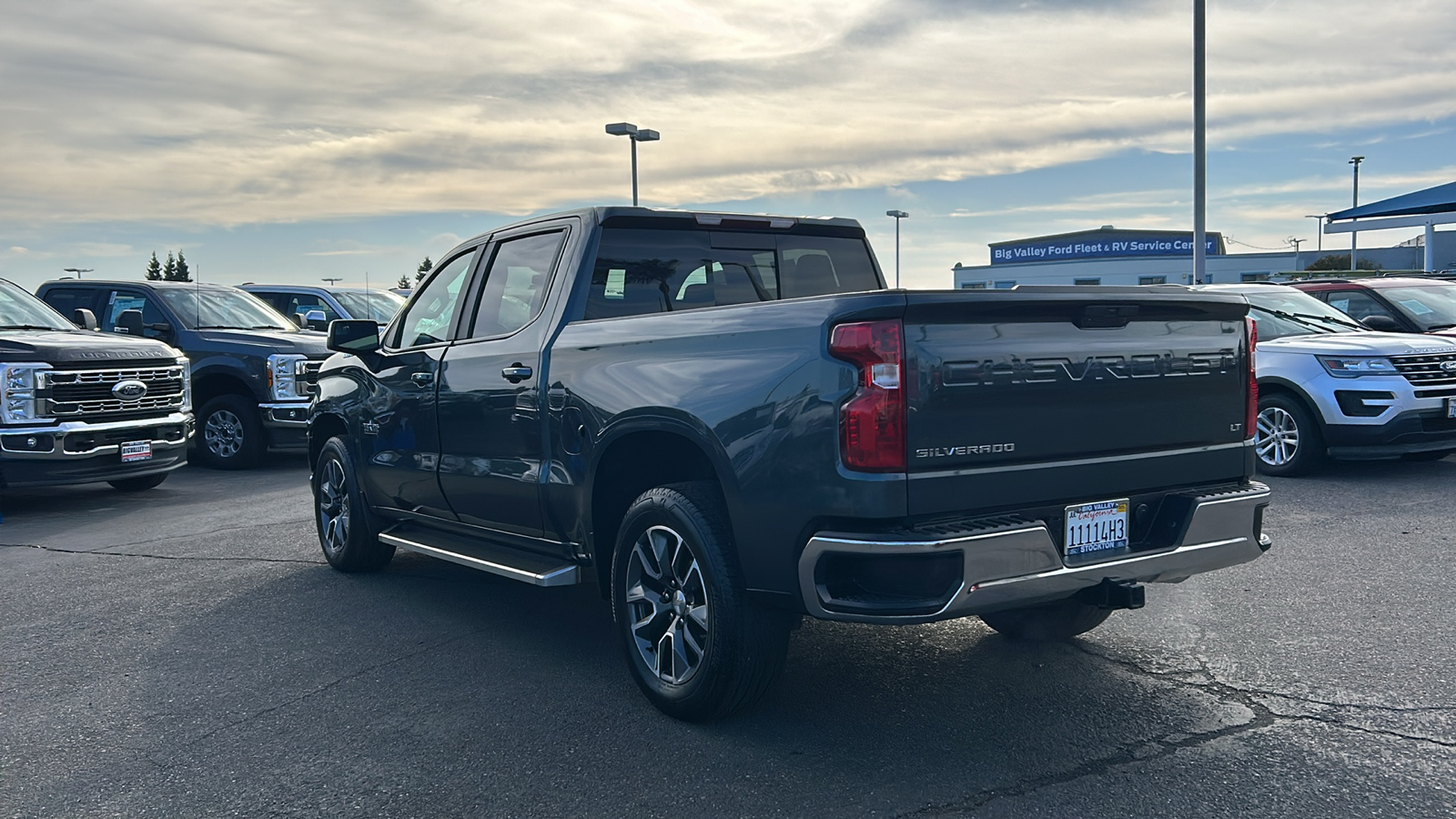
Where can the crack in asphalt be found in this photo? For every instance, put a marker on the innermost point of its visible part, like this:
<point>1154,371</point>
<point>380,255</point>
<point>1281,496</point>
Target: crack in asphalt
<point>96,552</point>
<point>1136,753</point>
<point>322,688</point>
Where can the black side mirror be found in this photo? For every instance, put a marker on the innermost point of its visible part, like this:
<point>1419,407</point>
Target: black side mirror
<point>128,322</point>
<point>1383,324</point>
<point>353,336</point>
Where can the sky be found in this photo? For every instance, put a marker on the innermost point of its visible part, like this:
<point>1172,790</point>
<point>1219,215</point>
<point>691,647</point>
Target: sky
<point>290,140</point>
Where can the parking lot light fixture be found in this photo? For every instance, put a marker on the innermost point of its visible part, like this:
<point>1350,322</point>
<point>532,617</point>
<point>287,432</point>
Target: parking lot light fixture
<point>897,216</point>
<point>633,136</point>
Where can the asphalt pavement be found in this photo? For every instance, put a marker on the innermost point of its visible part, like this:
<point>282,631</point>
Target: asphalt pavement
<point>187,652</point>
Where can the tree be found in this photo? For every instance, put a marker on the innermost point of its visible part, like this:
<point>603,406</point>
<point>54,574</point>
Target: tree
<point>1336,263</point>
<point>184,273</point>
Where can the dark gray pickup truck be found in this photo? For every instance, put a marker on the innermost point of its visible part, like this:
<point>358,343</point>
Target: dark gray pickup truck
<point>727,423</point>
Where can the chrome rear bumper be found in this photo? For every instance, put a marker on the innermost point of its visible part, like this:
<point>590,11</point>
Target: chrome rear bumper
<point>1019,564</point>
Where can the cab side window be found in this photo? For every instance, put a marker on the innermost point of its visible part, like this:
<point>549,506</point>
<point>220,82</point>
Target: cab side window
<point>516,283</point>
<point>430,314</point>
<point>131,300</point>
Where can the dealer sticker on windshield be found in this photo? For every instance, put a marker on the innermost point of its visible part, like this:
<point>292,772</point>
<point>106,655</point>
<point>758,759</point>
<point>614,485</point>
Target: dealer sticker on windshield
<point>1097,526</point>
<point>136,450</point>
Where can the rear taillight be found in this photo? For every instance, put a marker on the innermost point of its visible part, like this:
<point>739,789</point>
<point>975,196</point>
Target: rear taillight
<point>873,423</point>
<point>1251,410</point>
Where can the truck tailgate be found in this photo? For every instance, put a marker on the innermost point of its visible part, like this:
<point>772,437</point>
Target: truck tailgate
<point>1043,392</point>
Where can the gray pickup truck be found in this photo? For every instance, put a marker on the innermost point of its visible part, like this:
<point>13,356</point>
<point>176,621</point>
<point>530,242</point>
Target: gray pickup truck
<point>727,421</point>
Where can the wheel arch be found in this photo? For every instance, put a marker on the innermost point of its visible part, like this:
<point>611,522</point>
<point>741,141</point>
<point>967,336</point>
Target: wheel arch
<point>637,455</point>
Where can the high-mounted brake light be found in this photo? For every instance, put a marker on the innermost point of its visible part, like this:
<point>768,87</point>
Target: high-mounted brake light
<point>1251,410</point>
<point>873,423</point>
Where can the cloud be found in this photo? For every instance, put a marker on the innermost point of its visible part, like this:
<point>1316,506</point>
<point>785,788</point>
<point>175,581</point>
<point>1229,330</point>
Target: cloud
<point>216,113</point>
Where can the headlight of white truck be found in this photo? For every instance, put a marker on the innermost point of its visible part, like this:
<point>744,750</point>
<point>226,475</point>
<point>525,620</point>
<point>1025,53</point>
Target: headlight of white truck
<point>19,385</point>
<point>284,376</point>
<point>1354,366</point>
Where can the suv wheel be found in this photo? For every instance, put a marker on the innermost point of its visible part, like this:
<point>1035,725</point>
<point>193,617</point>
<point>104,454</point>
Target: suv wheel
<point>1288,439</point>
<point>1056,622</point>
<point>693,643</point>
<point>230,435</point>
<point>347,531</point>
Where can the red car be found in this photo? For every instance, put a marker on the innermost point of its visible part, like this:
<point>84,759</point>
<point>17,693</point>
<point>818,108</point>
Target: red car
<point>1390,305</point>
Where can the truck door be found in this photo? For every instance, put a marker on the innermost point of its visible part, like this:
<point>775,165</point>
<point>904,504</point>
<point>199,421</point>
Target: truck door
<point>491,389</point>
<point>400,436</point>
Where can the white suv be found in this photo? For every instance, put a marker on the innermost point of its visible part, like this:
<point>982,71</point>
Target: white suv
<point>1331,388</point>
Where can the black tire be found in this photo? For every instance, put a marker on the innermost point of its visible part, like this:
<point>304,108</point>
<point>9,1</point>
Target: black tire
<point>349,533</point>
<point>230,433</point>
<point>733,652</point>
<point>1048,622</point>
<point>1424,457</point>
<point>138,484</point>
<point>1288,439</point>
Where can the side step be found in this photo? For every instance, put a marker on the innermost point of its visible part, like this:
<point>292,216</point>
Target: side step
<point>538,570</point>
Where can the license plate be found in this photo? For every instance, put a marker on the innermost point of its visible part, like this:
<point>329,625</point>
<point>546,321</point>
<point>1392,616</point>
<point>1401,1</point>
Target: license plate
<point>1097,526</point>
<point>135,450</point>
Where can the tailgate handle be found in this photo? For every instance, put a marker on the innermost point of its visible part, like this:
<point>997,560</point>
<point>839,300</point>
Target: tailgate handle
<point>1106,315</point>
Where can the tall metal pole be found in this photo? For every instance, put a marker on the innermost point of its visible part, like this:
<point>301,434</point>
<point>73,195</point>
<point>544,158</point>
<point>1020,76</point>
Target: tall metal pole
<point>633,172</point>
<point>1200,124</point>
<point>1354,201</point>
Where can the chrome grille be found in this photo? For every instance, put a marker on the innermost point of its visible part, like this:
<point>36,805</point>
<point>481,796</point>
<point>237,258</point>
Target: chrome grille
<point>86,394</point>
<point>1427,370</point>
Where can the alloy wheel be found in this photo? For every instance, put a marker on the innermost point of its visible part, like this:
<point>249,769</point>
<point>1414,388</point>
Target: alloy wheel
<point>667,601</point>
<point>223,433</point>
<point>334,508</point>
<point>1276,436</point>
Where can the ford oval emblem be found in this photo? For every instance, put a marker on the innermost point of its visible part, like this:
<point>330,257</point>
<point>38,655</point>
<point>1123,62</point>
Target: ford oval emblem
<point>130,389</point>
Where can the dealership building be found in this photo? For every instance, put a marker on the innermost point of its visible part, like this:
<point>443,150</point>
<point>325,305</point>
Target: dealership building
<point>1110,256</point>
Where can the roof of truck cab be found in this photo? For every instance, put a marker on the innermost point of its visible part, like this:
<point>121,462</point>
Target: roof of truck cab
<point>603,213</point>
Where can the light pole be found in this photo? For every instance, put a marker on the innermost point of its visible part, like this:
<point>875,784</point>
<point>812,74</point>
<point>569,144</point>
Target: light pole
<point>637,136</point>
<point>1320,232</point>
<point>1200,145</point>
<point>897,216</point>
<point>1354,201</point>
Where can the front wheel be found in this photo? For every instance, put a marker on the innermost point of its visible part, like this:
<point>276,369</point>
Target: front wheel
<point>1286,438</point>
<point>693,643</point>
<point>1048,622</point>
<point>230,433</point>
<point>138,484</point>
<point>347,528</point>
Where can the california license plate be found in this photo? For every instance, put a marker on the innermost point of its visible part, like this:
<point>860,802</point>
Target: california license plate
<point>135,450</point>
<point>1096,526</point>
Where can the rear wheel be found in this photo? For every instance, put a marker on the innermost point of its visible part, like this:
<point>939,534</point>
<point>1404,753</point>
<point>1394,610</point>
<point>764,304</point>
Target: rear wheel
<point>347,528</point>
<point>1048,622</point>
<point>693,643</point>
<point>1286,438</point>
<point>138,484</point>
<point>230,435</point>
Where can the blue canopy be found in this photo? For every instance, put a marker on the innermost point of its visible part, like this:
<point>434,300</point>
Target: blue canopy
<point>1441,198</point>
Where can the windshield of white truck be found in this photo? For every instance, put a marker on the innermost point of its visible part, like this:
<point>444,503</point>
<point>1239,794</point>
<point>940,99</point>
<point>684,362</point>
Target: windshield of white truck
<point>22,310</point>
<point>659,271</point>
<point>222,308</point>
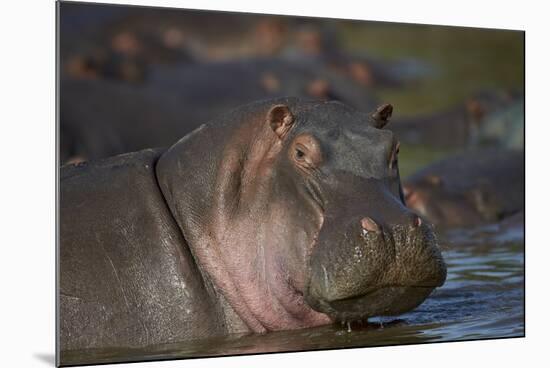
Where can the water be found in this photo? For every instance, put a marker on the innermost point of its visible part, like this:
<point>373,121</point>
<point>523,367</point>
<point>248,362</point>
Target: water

◆ Problem to work on ◆
Please return only the lines above, starting at the line that has "Where can the ford" and ending at the line that has "<point>276,369</point>", keeping both and leaving each one unchanged.

◆ Task solution ◆
Where can the ford oval emblem be found in this photo? For every instance, put a marker on the innermost point of its visible part, like this:
<point>330,257</point>
<point>38,655</point>
<point>1123,62</point>
Target: ford oval emblem
<point>130,389</point>
Where can the dealership building be found in this photo? For every instance, put a marker on the innermost point of its visible part, like this:
<point>443,150</point>
<point>325,305</point>
Target: dealership building
<point>1110,256</point>
Where can the roof of truck cab be found in this photo? For every instance, put a marker on the innermost point of its visible part, like this:
<point>121,462</point>
Target: roof of truck cab
<point>603,213</point>
Where can the light pole be found in this photo? For every instance, put a marker on the innermost point of its visible part, like this:
<point>875,784</point>
<point>812,74</point>
<point>569,144</point>
Target: light pole
<point>637,136</point>
<point>1320,232</point>
<point>1200,145</point>
<point>897,216</point>
<point>1354,201</point>
Where can the front wheel be found in this photo? For every instance, put a marker on the innermost point of its visible part, like this:
<point>276,369</point>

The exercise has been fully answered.